* Assignment
Repeat the entries that follow from start to finish, keeping every character.

[Free-text object descriptions]
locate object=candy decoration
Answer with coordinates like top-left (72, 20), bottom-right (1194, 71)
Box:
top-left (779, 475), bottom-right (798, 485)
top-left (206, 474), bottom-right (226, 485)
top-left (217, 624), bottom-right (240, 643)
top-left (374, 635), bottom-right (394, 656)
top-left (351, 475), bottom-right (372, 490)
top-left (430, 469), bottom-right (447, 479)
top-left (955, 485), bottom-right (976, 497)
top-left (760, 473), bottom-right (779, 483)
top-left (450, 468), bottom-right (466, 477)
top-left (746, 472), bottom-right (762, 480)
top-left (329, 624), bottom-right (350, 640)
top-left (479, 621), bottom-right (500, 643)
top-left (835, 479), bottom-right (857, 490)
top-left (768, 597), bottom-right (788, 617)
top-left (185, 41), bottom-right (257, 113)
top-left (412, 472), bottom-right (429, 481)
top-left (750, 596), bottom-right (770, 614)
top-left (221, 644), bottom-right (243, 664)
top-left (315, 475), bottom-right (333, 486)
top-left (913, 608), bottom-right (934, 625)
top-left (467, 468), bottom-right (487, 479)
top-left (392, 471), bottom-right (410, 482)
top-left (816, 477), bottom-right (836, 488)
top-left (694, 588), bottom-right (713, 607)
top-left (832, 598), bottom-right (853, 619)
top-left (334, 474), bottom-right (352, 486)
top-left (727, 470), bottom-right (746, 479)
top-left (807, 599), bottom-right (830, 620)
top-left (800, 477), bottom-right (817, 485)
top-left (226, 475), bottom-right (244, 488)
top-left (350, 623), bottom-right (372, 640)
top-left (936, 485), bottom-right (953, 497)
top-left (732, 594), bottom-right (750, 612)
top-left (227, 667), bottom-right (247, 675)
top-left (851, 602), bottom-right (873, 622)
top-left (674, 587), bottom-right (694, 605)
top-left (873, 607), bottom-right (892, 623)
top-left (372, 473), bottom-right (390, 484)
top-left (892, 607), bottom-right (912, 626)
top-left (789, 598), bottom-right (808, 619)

* Exercise result
locate object=candy decoration
Answer with coordinates like top-left (72, 20), bottom-right (1194, 71)
Box:
top-left (779, 475), bottom-right (798, 485)
top-left (206, 474), bottom-right (226, 485)
top-left (217, 624), bottom-right (240, 643)
top-left (374, 635), bottom-right (394, 656)
top-left (351, 475), bottom-right (372, 490)
top-left (430, 469), bottom-right (447, 479)
top-left (955, 485), bottom-right (976, 497)
top-left (760, 473), bottom-right (779, 483)
top-left (450, 468), bottom-right (466, 477)
top-left (746, 472), bottom-right (762, 480)
top-left (329, 624), bottom-right (350, 640)
top-left (479, 621), bottom-right (500, 643)
top-left (835, 479), bottom-right (857, 490)
top-left (768, 597), bottom-right (788, 617)
top-left (185, 41), bottom-right (257, 113)
top-left (412, 472), bottom-right (429, 481)
top-left (750, 596), bottom-right (770, 614)
top-left (221, 644), bottom-right (243, 664)
top-left (315, 475), bottom-right (333, 486)
top-left (913, 608), bottom-right (934, 625)
top-left (467, 468), bottom-right (487, 479)
top-left (392, 471), bottom-right (410, 482)
top-left (816, 477), bottom-right (836, 488)
top-left (694, 588), bottom-right (713, 607)
top-left (832, 598), bottom-right (853, 619)
top-left (334, 474), bottom-right (352, 486)
top-left (727, 470), bottom-right (746, 479)
top-left (807, 599), bottom-right (830, 620)
top-left (800, 477), bottom-right (817, 485)
top-left (226, 475), bottom-right (244, 488)
top-left (350, 623), bottom-right (372, 640)
top-left (936, 485), bottom-right (953, 497)
top-left (732, 594), bottom-right (750, 612)
top-left (227, 667), bottom-right (247, 675)
top-left (851, 602), bottom-right (873, 622)
top-left (674, 587), bottom-right (694, 605)
top-left (873, 607), bottom-right (892, 623)
top-left (372, 473), bottom-right (390, 484)
top-left (892, 607), bottom-right (912, 626)
top-left (789, 598), bottom-right (808, 619)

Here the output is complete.